PROBLEM DESCRIPTION —
Put the lines into a Markdown table with two columns, Row and Line, leaving out any blank lines. Cover only the lines starting at the first one and ending at the line containing "positive clicks: (358, 421)", both included.

=== INFORMATION PROVIDED ===

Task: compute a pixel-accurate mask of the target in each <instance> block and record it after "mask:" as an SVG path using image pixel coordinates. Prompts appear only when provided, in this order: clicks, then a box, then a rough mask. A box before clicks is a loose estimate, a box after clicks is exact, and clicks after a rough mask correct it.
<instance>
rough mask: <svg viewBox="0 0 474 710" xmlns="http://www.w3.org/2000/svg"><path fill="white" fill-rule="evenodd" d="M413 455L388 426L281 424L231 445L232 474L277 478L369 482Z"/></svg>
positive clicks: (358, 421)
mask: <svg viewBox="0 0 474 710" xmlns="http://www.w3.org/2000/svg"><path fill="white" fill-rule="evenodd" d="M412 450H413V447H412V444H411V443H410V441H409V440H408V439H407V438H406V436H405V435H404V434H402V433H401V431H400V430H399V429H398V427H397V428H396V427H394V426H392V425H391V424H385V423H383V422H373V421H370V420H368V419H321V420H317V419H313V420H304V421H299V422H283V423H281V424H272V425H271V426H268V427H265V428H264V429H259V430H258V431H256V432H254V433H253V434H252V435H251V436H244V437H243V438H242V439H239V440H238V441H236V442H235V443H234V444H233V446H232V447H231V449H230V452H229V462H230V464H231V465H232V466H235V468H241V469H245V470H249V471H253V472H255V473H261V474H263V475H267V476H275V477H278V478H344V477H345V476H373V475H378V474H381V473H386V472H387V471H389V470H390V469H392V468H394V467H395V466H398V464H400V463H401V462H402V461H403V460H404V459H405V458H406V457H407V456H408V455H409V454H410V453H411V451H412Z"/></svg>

===

EXERCISE RESULT —
| Row | Line |
|---|---|
| 1 | Task: compute a pixel-accurate mask of the target in each <instance> block and record it after "mask:" as an SVG path using image pixel coordinates. Prompts appear only when provided, in this order: clicks, then a box, then a rough mask. A box before clicks is a loose estimate, a box after clicks is exact, and clicks after a rough mask correct it. |
| 2 | <instance> |
| 3 | rough mask: <svg viewBox="0 0 474 710" xmlns="http://www.w3.org/2000/svg"><path fill="white" fill-rule="evenodd" d="M413 455L388 426L281 424L231 445L232 474L277 478L369 482Z"/></svg> |
| 4 | positive clicks: (358, 421) |